**WHAT IS REQUIRED**
Would you transcribe each entry precisely as it stands, setting aside any images?
------------------------------
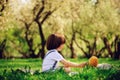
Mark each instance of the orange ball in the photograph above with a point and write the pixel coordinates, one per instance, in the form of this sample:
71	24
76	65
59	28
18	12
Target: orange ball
93	61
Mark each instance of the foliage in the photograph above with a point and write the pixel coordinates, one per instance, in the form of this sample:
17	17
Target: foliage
14	71
91	21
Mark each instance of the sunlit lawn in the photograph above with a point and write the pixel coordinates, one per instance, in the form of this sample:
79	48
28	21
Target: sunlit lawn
8	70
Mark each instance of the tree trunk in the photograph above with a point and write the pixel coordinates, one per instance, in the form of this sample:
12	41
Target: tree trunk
43	41
107	45
2	46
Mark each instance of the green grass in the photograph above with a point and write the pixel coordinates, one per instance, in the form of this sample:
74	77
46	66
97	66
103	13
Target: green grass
30	69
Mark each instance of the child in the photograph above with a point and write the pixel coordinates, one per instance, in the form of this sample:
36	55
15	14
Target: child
54	44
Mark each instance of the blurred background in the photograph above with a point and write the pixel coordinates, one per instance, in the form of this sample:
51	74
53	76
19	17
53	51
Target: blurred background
91	27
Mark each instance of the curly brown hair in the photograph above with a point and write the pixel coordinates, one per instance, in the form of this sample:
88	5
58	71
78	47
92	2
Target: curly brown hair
54	41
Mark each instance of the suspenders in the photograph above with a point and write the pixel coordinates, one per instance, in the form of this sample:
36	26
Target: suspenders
54	65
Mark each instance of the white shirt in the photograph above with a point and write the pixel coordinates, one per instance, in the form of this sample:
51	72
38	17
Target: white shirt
51	60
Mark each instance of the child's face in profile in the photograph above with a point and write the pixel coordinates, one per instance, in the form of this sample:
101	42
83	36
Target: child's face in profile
61	47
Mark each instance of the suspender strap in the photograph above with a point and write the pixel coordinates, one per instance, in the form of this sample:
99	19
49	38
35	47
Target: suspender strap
54	65
48	53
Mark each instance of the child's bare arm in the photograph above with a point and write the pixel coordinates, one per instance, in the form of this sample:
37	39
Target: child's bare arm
72	64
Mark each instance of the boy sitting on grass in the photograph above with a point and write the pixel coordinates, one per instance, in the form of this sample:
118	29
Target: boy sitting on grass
54	44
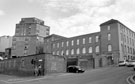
------------------------------
**ANSWER FOR THE TASK**
Mark each instance of the orange ball in the photograph above with a point and write the pixel coordinates, one per instance, in the form of this sample:
71	24
76	65
59	28
18	12
Target: orange ball
93	61
Mark each instance of the foliage in the photograph above with a point and write the pixel coordinates, one per instance, in the form of this sample:
17	17
Target: foliage
14	71
91	21
Mark each instance of the sunlit lawn in the photograph above with a point and write the pixel coordinates, one per instance, in the form of this sample:
79	48
28	21
Target: sunlit lawn
8	70
Mark each instance of the tree trunk in the photograph above with a point and write the pixel coordinates, one per instance, in the form of this sample:
12	41
Target: tree trunk
43	41
107	45
2	46
Mark each instance of the green grass in the photograph above with a point and write the pixel coordinates, one per instance, in the form of this sample:
74	77
46	66
97	66
103	13
Target: green grass
30	69
Mark each instance of the child in the photograph above with a point and write the pixel coordinates, one per instance, in the form of this sample:
36	55
15	14
Target: child
54	44
Mark each instance of the blurred background in the photograph above with a point and write the pixel coordinates, one per instance, in the form of this sample:
51	74
53	76
19	17
53	51
Target: blurred background
91	27
Mark each instance of the curly brown hair in the photograph above with a point and write the pixel coordinates, one per instance, in the form of this sample:
88	5
58	71
78	47
92	2
Target: curly brown hair
54	41
Mark each instance of the suspenders in the photograph above with a point and write the pixel coordinates, one per instance, in the form of this sample:
36	26
Target: suspenders
54	65
Mark each instance of the white shirt in the photograph above with a point and write the pixel coordinates, one per instance, in the form of this sample:
51	72
38	17
Target: white shirt
51	60
Mark each instance of the child's face in profile in the photograph above with a point and write the pixel coordinates, one per instance, in the form of this sample:
101	42
83	36
Target: child's face in profile
61	47
Mark each instance of the suspender strap in the photograph above with a point and write the pixel coordinates, one per instance, in the form of this sample:
99	19
49	38
35	47
Target: suspender strap
54	65
48	53
Mark each instance of the child's bare arm in the photograph above with a point and write the pixel coordinates, one per instance, in the form of this sample:
37	39
Target: child's bare arm
72	64
Mark each instance of the boy sitting on grass in the photograph above with a point and write the pixel coordinates, one per instance, in the form of this sample:
118	29
Target: boy sitting on grass
54	44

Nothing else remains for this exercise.